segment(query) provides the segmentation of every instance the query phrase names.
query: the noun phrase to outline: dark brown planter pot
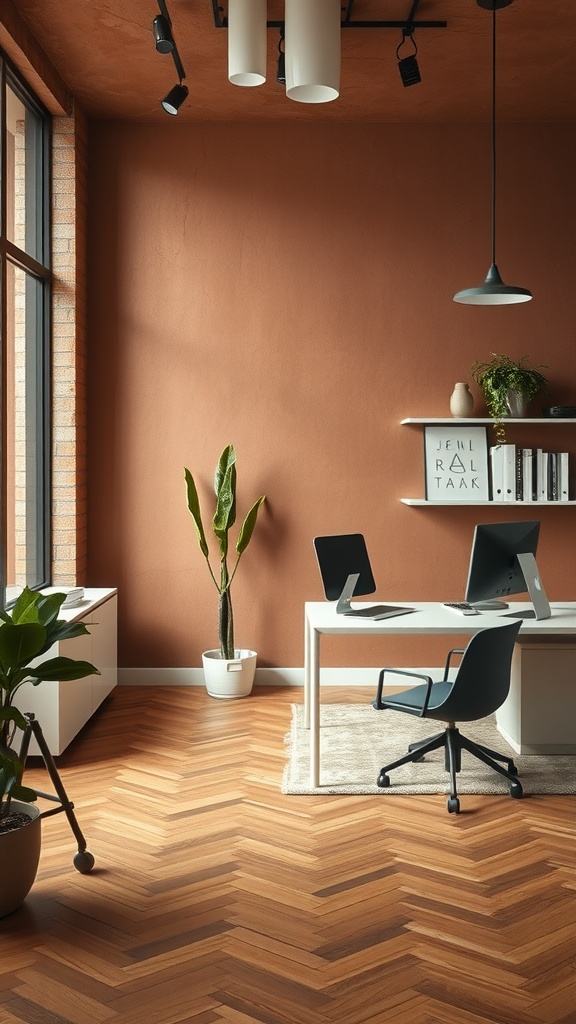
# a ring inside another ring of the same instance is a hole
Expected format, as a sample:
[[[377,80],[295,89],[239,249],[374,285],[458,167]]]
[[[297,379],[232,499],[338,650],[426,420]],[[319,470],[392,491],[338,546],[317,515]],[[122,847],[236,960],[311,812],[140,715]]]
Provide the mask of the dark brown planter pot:
[[[26,814],[30,821],[13,831],[0,831],[0,918],[24,903],[40,860],[40,811],[34,804],[12,801],[11,810]]]

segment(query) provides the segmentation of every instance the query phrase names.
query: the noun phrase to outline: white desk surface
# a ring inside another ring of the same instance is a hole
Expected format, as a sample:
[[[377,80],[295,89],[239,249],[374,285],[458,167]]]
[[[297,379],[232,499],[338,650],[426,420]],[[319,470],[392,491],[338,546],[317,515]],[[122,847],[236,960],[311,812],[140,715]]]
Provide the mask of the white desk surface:
[[[353,607],[366,607],[376,601],[355,602]],[[320,785],[320,638],[324,635],[371,634],[406,636],[444,634],[471,636],[489,626],[504,626],[511,622],[511,611],[529,611],[532,604],[509,601],[504,611],[482,611],[478,615],[460,615],[438,601],[388,601],[415,610],[390,618],[355,618],[336,613],[335,601],[306,601],[304,604],[304,722],[310,726],[311,785]],[[576,634],[576,601],[550,601],[549,618],[524,618],[519,638],[523,636],[561,636]]]
[[[380,602],[359,601],[353,607],[362,608]],[[472,634],[489,626],[510,622],[510,612],[528,611],[529,601],[509,601],[505,611],[481,611],[478,615],[460,615],[445,608],[438,601],[389,601],[389,604],[415,608],[406,615],[390,618],[366,620],[354,615],[338,615],[335,601],[306,601],[304,614],[308,628],[317,633],[371,634],[371,633],[418,633],[418,634]],[[569,634],[576,633],[576,601],[550,601],[549,618],[523,618],[520,635]]]

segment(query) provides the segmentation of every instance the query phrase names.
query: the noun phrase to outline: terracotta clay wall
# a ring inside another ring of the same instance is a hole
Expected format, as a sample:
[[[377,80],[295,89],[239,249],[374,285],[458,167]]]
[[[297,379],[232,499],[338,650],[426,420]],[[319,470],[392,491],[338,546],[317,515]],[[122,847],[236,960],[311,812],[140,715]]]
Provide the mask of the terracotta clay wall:
[[[400,502],[423,485],[421,434],[400,420],[446,415],[474,359],[528,354],[554,401],[576,398],[576,128],[500,132],[498,262],[526,305],[452,301],[490,262],[489,156],[486,125],[90,126],[88,583],[119,588],[121,665],[197,666],[216,644],[183,466],[211,508],[230,441],[240,512],[269,499],[235,582],[237,642],[262,666],[302,665],[316,534],[365,534],[380,599],[449,600],[475,523],[530,517]],[[553,446],[576,453],[576,431]],[[576,512],[537,515],[549,597],[573,599]],[[398,640],[385,660],[445,647]]]

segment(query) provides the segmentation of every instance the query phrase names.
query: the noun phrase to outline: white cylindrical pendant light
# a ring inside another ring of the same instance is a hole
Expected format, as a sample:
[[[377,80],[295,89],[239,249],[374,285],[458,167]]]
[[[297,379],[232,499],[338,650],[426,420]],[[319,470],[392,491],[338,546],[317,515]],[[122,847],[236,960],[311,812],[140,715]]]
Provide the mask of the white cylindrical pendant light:
[[[233,85],[266,80],[266,0],[229,0],[228,77]]]
[[[328,103],[340,92],[340,0],[286,0],[286,95]]]

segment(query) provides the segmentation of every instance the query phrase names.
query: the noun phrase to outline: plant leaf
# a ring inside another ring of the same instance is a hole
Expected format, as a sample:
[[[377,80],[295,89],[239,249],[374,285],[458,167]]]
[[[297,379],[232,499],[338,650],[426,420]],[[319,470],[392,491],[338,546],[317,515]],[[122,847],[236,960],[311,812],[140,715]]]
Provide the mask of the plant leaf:
[[[220,542],[220,558],[228,554],[228,532],[236,519],[236,466],[230,463],[220,480],[212,529]]]
[[[236,550],[239,555],[248,547],[252,534],[254,531],[254,526],[256,525],[256,519],[258,517],[258,510],[262,502],[265,501],[265,495],[261,495],[257,501],[254,502],[252,508],[246,515],[244,522],[242,523],[242,528],[238,535],[238,541],[236,542]]]
[[[38,686],[43,680],[69,682],[72,679],[99,675],[99,670],[90,662],[79,662],[73,657],[51,657],[34,669],[29,669],[30,680],[34,686]]]
[[[202,513],[200,511],[200,500],[198,498],[198,490],[196,489],[196,483],[194,482],[194,477],[190,469],[184,468],[184,476],[187,483],[188,493],[188,508],[189,512],[194,519],[194,525],[196,526],[196,534],[198,536],[198,543],[200,545],[200,550],[205,558],[208,558],[209,551],[208,545],[206,544],[206,535],[204,534],[204,525],[202,523]]]
[[[36,657],[46,641],[40,623],[2,623],[0,626],[0,666],[3,673],[26,665]]]

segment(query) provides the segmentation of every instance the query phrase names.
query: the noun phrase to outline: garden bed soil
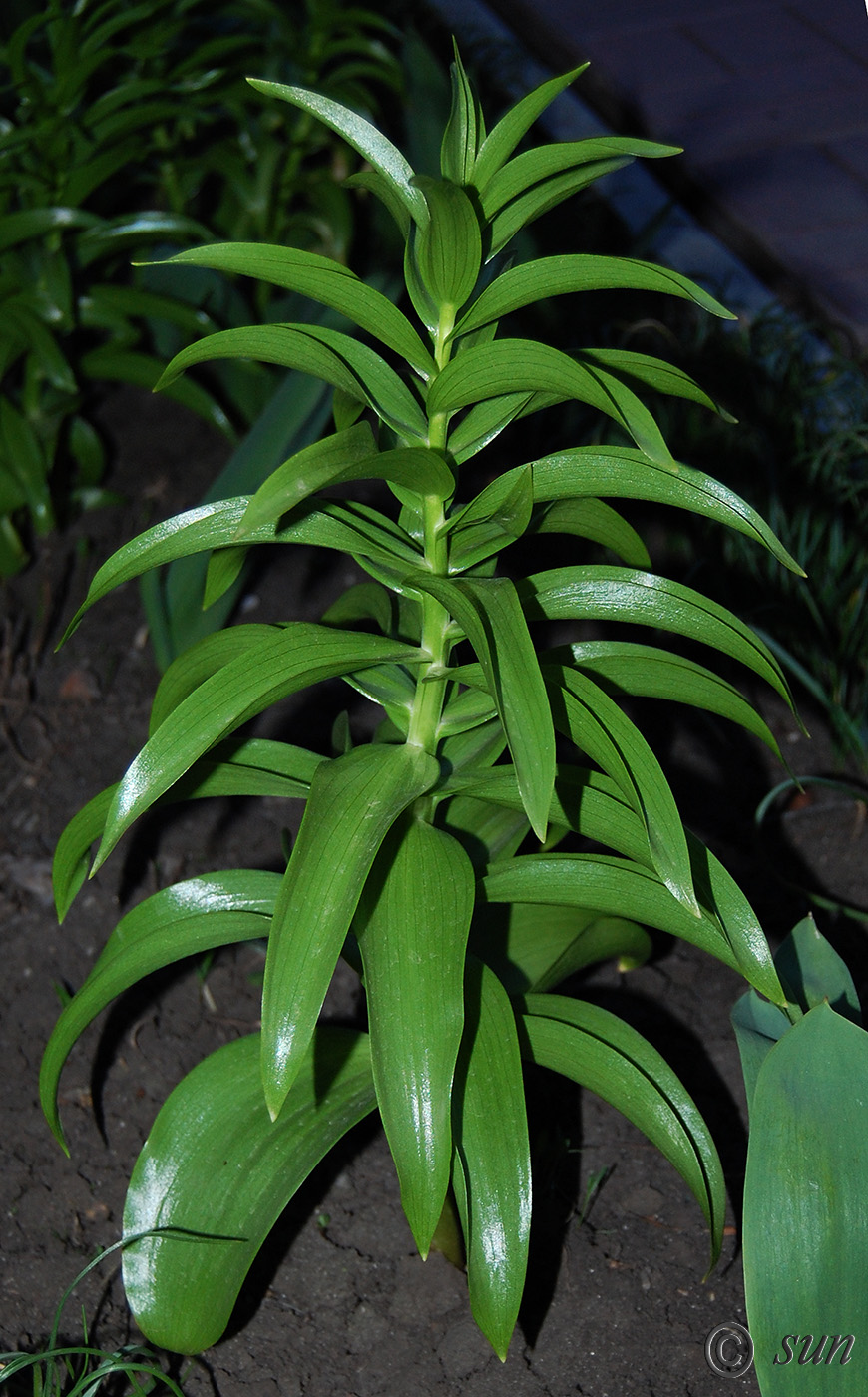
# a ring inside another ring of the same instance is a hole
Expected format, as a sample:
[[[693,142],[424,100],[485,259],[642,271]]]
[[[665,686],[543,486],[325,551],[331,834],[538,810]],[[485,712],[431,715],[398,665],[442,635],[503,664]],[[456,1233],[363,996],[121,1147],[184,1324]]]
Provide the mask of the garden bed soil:
[[[203,802],[145,819],[57,928],[49,877],[55,842],[141,745],[157,671],[134,585],[102,602],[59,654],[53,645],[96,562],[147,524],[194,503],[225,454],[197,420],[133,393],[109,401],[105,427],[119,448],[112,483],[129,502],[88,520],[87,556],[67,557],[56,543],[7,588],[0,1350],[42,1344],[67,1282],[117,1239],[129,1171],[166,1094],[212,1048],[257,1027],[263,958],[246,944],[207,968],[185,963],[124,996],[85,1032],[62,1083],[70,1158],[50,1136],[36,1097],[41,1053],[59,1010],[56,986],[80,985],[120,911],[157,887],[232,865],[277,868],[280,828],[299,814],[270,800]],[[323,570],[313,555],[277,559],[252,583],[247,616],[316,617],[348,580],[340,569]],[[333,689],[317,692],[316,708],[301,697],[263,719],[260,731],[275,735],[312,715],[321,724],[331,697]],[[766,712],[795,770],[830,768],[822,729],[809,747],[781,705],[767,704]],[[780,768],[723,722],[689,711],[667,721],[657,750],[686,823],[727,862],[780,937],[805,902],[773,877],[751,837],[752,812]],[[320,736],[327,742],[327,726]],[[791,810],[781,838],[793,876],[806,863],[827,890],[865,905],[868,834],[860,810],[864,816],[864,807],[826,795]],[[843,933],[855,949],[857,970],[861,930]],[[426,1263],[417,1255],[382,1132],[368,1123],[313,1173],[281,1220],[228,1337],[180,1365],[186,1393],[758,1393],[753,1372],[727,1383],[704,1359],[714,1326],[745,1322],[738,1206],[746,1113],[728,1017],[742,982],[689,946],[661,943],[646,967],[629,975],[601,967],[573,988],[616,1009],[665,1053],[714,1132],[730,1214],[713,1275],[703,1280],[709,1239],[699,1207],[663,1157],[595,1097],[540,1081],[531,1091],[533,1255],[505,1365],[470,1316],[463,1273],[440,1255]],[[347,971],[326,1013],[356,1021],[359,1011],[358,983]],[[64,1315],[63,1337],[81,1336],[81,1305],[92,1341],[112,1348],[136,1337],[115,1263],[109,1259],[82,1284]]]

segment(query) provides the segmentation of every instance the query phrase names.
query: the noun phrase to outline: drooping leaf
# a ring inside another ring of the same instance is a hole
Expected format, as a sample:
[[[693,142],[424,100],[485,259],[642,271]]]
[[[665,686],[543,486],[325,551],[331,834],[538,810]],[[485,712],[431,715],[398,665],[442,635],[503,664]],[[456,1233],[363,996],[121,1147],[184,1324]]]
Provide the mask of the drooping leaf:
[[[527,817],[538,838],[545,838],[555,735],[513,583],[505,577],[446,580],[422,573],[414,573],[412,581],[446,606],[477,651],[516,764]]]
[[[263,1084],[274,1119],[308,1051],[376,852],[437,775],[421,747],[372,745],[313,778],[266,960]]]
[[[122,916],[81,989],[55,1024],[39,1070],[45,1118],[66,1148],[57,1085],[75,1039],[117,995],[186,956],[268,935],[280,873],[231,869],[161,888]]]
[[[130,824],[164,795],[197,757],[249,718],[320,679],[365,664],[418,658],[411,645],[383,636],[333,630],[308,622],[278,627],[256,654],[231,659],[185,698],[141,749],[120,781],[92,872]]]
[[[528,995],[521,1030],[533,1062],[595,1091],[632,1120],[681,1173],[711,1231],[716,1266],[725,1185],[693,1099],[656,1048],[616,1014],[562,995]]]
[[[472,1316],[503,1362],[527,1270],[530,1146],[516,1016],[496,975],[468,957],[453,1088],[453,1186]]]
[[[130,1179],[123,1253],[136,1323],[152,1344],[198,1354],[295,1192],[373,1111],[366,1034],[317,1028],[280,1120],[263,1099],[259,1034],[218,1048],[162,1106]],[[173,1231],[172,1231],[173,1229]]]
[[[422,1256],[449,1187],[472,908],[474,873],[461,845],[431,824],[404,820],[380,848],[354,922],[377,1105]]]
◇ ◇ ◇ ◇
* Exercise instructions: Replace "planter pot" with "plant pot" in the stretch from the start of the items through the line containing "Provide the mask of the dark". Keep everything else unchanged and omit the pictures.

* Result for this exercise:
segment(query) provides the segmentation of every instance the query phrase names.
query: the noun phrase to outline: dark brown plant pot
# a ring inside another ring of the same instance is a hole
Expected format, as a sample:
[[[377,80],[295,89],[239,249],[374,285],[458,167]]]
[[[297,379],[232,499],[338,650],[426,420]],[[319,470],[392,491],[338,546],[317,515]],[[122,847],[236,960],[311,812],[140,715]]]
Provide the mask of the dark brown plant pot:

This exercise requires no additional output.